Count how many lines in the listing below contain the string "deck", with case counting, and reply with only that number.

-- start --

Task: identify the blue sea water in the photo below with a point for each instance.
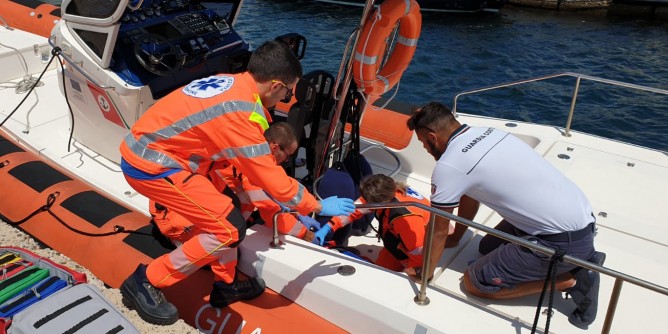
(459, 53)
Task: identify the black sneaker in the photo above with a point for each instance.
(224, 294)
(585, 293)
(149, 302)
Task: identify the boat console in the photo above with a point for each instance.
(176, 39)
(126, 54)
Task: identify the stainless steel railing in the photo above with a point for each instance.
(578, 78)
(422, 299)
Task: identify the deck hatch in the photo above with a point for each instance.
(93, 207)
(7, 147)
(38, 175)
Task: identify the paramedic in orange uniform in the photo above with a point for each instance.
(402, 229)
(169, 152)
(283, 144)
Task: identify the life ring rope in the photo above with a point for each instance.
(372, 77)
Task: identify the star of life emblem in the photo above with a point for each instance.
(208, 87)
(413, 193)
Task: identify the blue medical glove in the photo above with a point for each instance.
(283, 207)
(309, 222)
(335, 206)
(319, 237)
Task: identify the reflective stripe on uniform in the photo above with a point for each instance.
(297, 198)
(140, 146)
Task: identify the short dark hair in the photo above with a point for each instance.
(378, 188)
(280, 133)
(273, 60)
(433, 116)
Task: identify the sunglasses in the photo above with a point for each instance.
(288, 93)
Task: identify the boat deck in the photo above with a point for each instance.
(626, 185)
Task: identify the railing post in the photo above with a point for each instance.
(567, 131)
(612, 306)
(275, 242)
(421, 298)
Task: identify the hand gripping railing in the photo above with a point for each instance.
(421, 298)
(578, 77)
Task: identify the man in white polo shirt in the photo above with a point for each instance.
(490, 166)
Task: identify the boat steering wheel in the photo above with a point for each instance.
(157, 54)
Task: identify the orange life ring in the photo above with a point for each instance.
(367, 72)
(38, 20)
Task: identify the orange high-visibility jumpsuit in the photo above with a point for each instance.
(215, 119)
(402, 231)
(253, 197)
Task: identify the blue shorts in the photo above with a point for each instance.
(510, 264)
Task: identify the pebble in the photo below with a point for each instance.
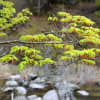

-- end --

*Exercise output*: 2